- **SET PROBLEM**: Swap "photograph" for "image" throughout the records below, keeping every other line unchanged, and omit the pictures from your answer.

====== RECORDS FOR THIS TASK

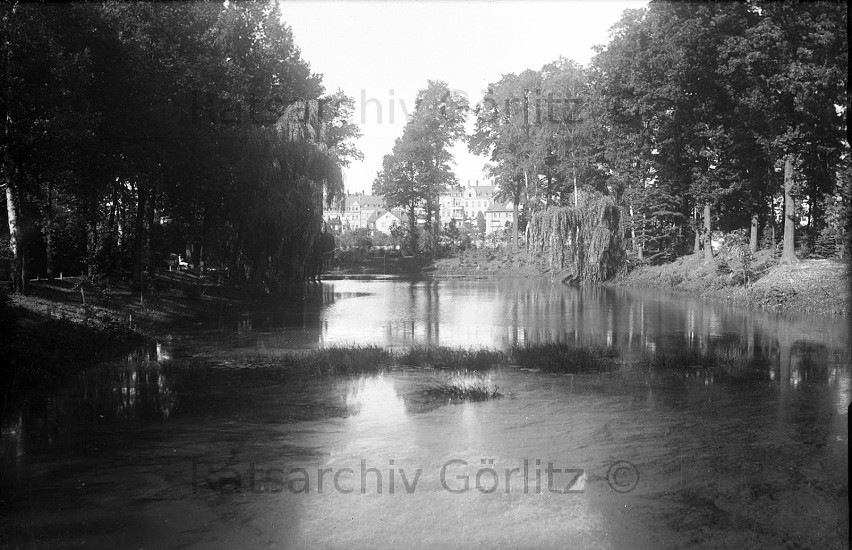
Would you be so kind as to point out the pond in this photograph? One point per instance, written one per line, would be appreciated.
(186, 443)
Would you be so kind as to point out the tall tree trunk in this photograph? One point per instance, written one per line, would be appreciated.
(697, 245)
(92, 233)
(515, 200)
(19, 283)
(139, 239)
(788, 255)
(412, 227)
(150, 265)
(752, 239)
(708, 235)
(48, 231)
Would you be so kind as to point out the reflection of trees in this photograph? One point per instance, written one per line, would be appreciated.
(137, 390)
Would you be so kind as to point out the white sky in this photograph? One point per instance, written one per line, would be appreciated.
(382, 53)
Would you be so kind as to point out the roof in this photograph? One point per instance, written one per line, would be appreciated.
(497, 207)
(368, 201)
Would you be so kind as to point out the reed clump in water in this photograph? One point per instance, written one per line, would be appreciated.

============

- **EXERCISE ANSWER**:
Would you be so kind as to point out the pond in this image? One point per instance, written one per line, would be appreciated.
(186, 443)
Would you be so kind as to point out the tall tree trunk in this image? One point per instance, written one per line, would be appreciated.
(697, 245)
(92, 233)
(515, 200)
(19, 283)
(139, 239)
(788, 255)
(412, 227)
(150, 265)
(752, 239)
(708, 235)
(48, 231)
Would you be so kind as to point out the reflection of trees in this image? One point per instance, written one per line, would be appreciated.
(137, 390)
Would you be so kind as to point out the white sky in this image? One point per instance, written one per line, would be appreciated.
(382, 53)
Would you be so kind as to point out the roof in this image? One point per instance, written one per line, would be appreciated.
(497, 207)
(368, 201)
Would you be so kind as to point out the reed clump in water in this image? One point per instance, written one per line, would be appreciated.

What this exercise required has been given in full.